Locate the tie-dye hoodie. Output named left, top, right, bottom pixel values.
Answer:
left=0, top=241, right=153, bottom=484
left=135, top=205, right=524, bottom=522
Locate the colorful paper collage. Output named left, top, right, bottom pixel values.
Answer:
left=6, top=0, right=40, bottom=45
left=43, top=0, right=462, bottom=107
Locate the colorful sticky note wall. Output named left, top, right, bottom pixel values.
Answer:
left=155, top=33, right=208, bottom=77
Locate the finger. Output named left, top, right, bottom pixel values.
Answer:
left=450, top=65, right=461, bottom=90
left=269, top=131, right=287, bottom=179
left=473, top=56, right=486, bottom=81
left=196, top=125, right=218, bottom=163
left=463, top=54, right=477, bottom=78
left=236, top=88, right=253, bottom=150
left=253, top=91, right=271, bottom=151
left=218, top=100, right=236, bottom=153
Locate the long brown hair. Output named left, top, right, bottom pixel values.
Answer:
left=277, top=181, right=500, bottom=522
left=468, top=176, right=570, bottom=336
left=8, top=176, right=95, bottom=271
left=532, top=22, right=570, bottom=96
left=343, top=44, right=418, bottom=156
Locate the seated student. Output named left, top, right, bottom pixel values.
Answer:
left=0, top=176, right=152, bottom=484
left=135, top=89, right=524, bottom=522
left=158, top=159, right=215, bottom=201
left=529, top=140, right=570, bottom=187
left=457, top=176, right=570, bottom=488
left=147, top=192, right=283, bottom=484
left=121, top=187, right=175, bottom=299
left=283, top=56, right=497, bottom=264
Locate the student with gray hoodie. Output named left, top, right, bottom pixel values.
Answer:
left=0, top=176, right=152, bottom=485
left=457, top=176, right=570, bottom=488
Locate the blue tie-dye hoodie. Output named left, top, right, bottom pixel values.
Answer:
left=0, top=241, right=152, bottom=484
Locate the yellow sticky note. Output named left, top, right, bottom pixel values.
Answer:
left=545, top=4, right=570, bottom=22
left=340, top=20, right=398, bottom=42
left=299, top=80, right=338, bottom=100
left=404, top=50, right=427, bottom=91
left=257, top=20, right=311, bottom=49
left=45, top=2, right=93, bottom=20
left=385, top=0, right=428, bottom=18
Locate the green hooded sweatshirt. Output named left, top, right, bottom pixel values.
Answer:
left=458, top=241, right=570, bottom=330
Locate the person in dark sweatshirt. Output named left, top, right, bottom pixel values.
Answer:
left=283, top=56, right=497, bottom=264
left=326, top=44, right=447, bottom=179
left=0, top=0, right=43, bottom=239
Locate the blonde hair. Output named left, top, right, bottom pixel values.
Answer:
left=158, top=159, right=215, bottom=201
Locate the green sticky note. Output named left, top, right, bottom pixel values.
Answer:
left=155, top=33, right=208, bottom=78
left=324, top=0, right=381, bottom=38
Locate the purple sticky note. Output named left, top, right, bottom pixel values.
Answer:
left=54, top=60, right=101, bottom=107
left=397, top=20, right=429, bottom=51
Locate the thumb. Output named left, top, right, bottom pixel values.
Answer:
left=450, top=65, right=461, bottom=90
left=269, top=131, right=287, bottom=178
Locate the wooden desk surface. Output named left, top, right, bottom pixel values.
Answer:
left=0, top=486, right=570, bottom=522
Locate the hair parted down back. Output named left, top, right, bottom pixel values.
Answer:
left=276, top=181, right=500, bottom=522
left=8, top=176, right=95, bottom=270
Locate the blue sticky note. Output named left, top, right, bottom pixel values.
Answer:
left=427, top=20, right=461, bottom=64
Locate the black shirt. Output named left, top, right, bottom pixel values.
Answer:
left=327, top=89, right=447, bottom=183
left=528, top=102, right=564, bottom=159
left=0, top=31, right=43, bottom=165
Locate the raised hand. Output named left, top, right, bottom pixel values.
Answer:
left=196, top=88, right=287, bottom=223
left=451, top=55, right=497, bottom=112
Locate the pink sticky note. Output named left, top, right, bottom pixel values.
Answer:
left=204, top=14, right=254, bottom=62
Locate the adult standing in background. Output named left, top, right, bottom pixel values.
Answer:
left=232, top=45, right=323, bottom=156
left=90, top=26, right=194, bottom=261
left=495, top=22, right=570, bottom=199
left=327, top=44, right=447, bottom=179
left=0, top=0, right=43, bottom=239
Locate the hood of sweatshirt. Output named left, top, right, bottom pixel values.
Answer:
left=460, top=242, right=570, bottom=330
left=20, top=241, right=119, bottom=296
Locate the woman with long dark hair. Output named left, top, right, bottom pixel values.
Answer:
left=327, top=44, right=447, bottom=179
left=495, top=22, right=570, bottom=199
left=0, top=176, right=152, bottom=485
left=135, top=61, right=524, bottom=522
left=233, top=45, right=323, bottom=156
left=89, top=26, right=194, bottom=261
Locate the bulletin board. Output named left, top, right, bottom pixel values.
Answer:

•••••

SHORT PROBLEM:
Can you copy out all of the records above line for line, without altering anything?

RESULT BELOW:
Locate the tie-dye hoodie. Output named left, top, right, bottom pixel values.
Answer:
left=0, top=241, right=153, bottom=484
left=135, top=205, right=524, bottom=522
Locate the colorful paper collage. Output named left, top, right, bottom pixel values.
Answer:
left=6, top=0, right=40, bottom=45
left=43, top=0, right=462, bottom=107
Locate the colorful sticky note wall. Output named left, top, right, bottom pixel values.
Answer:
left=155, top=33, right=208, bottom=77
Locate the finger. Output named left, top, right, bottom pixel values.
Answer:
left=450, top=65, right=461, bottom=90
left=269, top=131, right=287, bottom=179
left=473, top=56, right=486, bottom=81
left=196, top=125, right=218, bottom=163
left=463, top=54, right=477, bottom=78
left=236, top=88, right=253, bottom=150
left=253, top=91, right=271, bottom=151
left=218, top=100, right=236, bottom=153
Locate the long brown hair. Output named left, top, right, bottom pixel values.
Answer:
left=277, top=181, right=500, bottom=522
left=468, top=176, right=570, bottom=336
left=8, top=176, right=95, bottom=271
left=532, top=22, right=570, bottom=96
left=343, top=44, right=418, bottom=156
Locate the seated student. Output named left, top, right, bottom pixel values.
Answer:
left=0, top=176, right=152, bottom=484
left=135, top=89, right=524, bottom=522
left=158, top=159, right=215, bottom=201
left=529, top=140, right=570, bottom=187
left=457, top=176, right=570, bottom=488
left=147, top=192, right=283, bottom=484
left=121, top=187, right=175, bottom=299
left=283, top=56, right=497, bottom=264
Locate the student with gray hoodie. Output named left, top, right, bottom pixel values.
Answer:
left=0, top=176, right=152, bottom=485
left=457, top=176, right=570, bottom=488
Locate the blue tie-dye hoodie. Output named left, top, right, bottom pixel values.
Answer:
left=0, top=241, right=152, bottom=484
Locate the yellow sticky note. Output named left, top, right, bottom pixel values.
Answer:
left=545, top=4, right=570, bottom=22
left=340, top=20, right=398, bottom=42
left=299, top=80, right=338, bottom=100
left=404, top=50, right=427, bottom=91
left=257, top=20, right=311, bottom=49
left=45, top=2, right=93, bottom=20
left=385, top=0, right=428, bottom=18
Locate the green hooded sweatshirt. Output named left, top, right, bottom pixel values.
Answer:
left=458, top=241, right=570, bottom=330
Locate the person in dark sweatshirt. Output named left, top, right, bottom pixel values.
Answer:
left=283, top=56, right=497, bottom=264
left=326, top=44, right=447, bottom=179
left=0, top=0, right=43, bottom=239
Locate the blonde hair. Output named left, top, right, bottom pixel values.
Answer:
left=158, top=159, right=215, bottom=201
Locate the green sticky note. Output named left, top, right, bottom pixel values.
Answer:
left=155, top=33, right=208, bottom=78
left=324, top=0, right=381, bottom=38
Locate the purple sticky note. Output named left, top, right, bottom pixel values.
Answer:
left=54, top=60, right=101, bottom=107
left=397, top=20, right=429, bottom=51
Locate the thumb. Output named left, top, right, bottom pixel values.
Answer:
left=450, top=65, right=461, bottom=90
left=269, top=131, right=287, bottom=178
Locate the wooden desk surface. Output named left, top, right, bottom pixel values.
Answer:
left=0, top=486, right=570, bottom=522
Locate the hair parted down back. Output named left, top, right, bottom pixel values.
Answer:
left=276, top=181, right=500, bottom=522
left=8, top=176, right=95, bottom=270
Locate the blue sticky note. Output named left, top, right, bottom pixel values.
Answer:
left=427, top=20, right=461, bottom=64
Locate the black shirt. Output named left, top, right, bottom pixel values.
Answer:
left=327, top=89, right=447, bottom=183
left=528, top=102, right=564, bottom=159
left=0, top=31, right=43, bottom=165
Locate the raised hand. Output named left, top, right, bottom pixel values.
Answer:
left=196, top=88, right=287, bottom=223
left=451, top=55, right=497, bottom=112
Locate the pink sticky note. Output named left, top, right, bottom pixel values.
Answer:
left=204, top=14, right=254, bottom=62
Locate the adult standing in background. Output named left, top, right, bottom pixel values.
Answer:
left=232, top=45, right=323, bottom=156
left=90, top=26, right=194, bottom=261
left=495, top=22, right=570, bottom=199
left=327, top=44, right=447, bottom=179
left=0, top=0, right=43, bottom=239
Locate the hood of sweatshirt. Output named left, top, right, bottom pixel values.
Answer:
left=460, top=242, right=570, bottom=330
left=20, top=241, right=119, bottom=296
Locate the woman with long dark hair. Output named left, top, right, bottom pixel values.
Answer:
left=327, top=44, right=447, bottom=179
left=495, top=22, right=570, bottom=199
left=0, top=176, right=152, bottom=485
left=135, top=61, right=524, bottom=522
left=233, top=45, right=323, bottom=156
left=89, top=26, right=194, bottom=261
Locate the bulletin board. Output named left, top, right, bottom pixel values.
Answer:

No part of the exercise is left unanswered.